- **Text shown**:

Content starts

So I had my Doppler (!) Sonograms of my right arm, and both legs yesterday and they found two blood clots in my right bicep. Hmmm. The tech was most concerned and sighing all on my arm and stuff, so I started thinking I was headed for surgery last night. Boo. She said, Wait here while I call this in to your doctor, and sure enough I had to wait a good bit for them to get through and decide what to do with me. I got so concerned, I eventually begged for a public phone and had Jason on the phone just as they came out for me when he was demanding to speak with someone. You can go but you must speak with your doctor today.
So Jason got on the horn to the doctor, and they were to call him back and I was on my way from OLNEY. Olney is kind of a ways away, you see. With lots of low speed limits and SUVs who could care less on my tail both ways. Meh. They can afford tickets. Not me. And I don’t believe in tickets, see, I believe in speed limits on back roads.

Content ends

[Region pointing data]
Content starts

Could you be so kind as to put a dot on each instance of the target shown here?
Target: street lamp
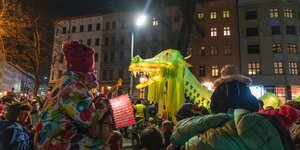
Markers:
(140, 21)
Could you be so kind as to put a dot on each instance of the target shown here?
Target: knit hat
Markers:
(229, 70)
(80, 58)
(232, 92)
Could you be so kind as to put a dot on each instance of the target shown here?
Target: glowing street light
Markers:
(140, 21)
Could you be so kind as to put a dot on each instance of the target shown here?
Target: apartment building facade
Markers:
(85, 29)
(269, 45)
(214, 39)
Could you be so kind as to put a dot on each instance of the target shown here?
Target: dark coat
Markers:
(233, 92)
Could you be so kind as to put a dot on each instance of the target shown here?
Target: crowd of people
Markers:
(71, 117)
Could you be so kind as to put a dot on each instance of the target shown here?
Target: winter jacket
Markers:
(232, 92)
(295, 133)
(235, 130)
(14, 136)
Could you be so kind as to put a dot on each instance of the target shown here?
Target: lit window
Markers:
(214, 50)
(214, 70)
(200, 16)
(189, 51)
(273, 12)
(288, 13)
(227, 50)
(226, 31)
(276, 47)
(253, 68)
(213, 15)
(213, 31)
(293, 68)
(201, 51)
(292, 49)
(202, 71)
(280, 91)
(278, 67)
(226, 14)
(155, 22)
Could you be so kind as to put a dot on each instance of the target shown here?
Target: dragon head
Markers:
(162, 66)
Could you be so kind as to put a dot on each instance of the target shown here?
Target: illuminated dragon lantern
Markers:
(168, 79)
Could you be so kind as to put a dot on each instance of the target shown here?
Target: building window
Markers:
(227, 50)
(201, 51)
(176, 19)
(189, 51)
(213, 15)
(290, 30)
(104, 75)
(97, 42)
(274, 13)
(96, 57)
(288, 13)
(120, 74)
(278, 67)
(113, 25)
(253, 49)
(201, 16)
(106, 41)
(61, 59)
(121, 56)
(107, 26)
(251, 15)
(253, 68)
(81, 28)
(280, 91)
(292, 48)
(155, 22)
(105, 58)
(122, 40)
(213, 31)
(252, 32)
(226, 14)
(112, 57)
(88, 42)
(202, 71)
(98, 27)
(226, 31)
(214, 70)
(154, 37)
(64, 30)
(276, 47)
(90, 27)
(113, 40)
(275, 30)
(110, 75)
(122, 24)
(73, 29)
(293, 68)
(143, 53)
(214, 50)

Content ends

- **What the task asks**: Continue the post about the Doppler sonograms from its last sentence.

- **Answer for this exercise**:
Anyway. So the doctor’s assistant reaches me, instead of Jason, and says come right in, right as I’m making it into Germantown. Okay, but I have to walk and feed my dog.
Poor Chipper. I haven’t seen him since 11 am and it’s 4:20. He’s awesome.
Today he woofed Ma-Ma I swear it. I replied Chi-Per and we were both thrilled. Anyway.
So back to the doctor with Jason on his way to meet me there. I meet a colleague of my regular doc. No worries. She says I have the two clots, etc. But no surgery. One is fairly deep, one not so deep. She says I need a heavy blood thinner right away and another one for 3-6 months, Coumadin. Oh, don’t I know all about Coumadin, right, long story from another person’s time, etc.? Anyway. And Jason’s Dad was on it also for 30 years as well before his would go awry … all about it … blood tests and numbers and no greens and vitamin K … something … fear of cuts and I scratch myself ALL the time, Well you’re just going to have to refrain, and your husband is going to have to give you shots in the stomach twice a day for five days … starting tonight.
Hell ooooooooo? Well, it still beats surgery. That’s all I can tell myself, over and over, thinking of all that I’ve got planned creatively for the weekend. There simply isn’t time to take a blood clot, or two, out of my arm, thank you. Don’t mind me … I have a life here … heh … at least this week I do!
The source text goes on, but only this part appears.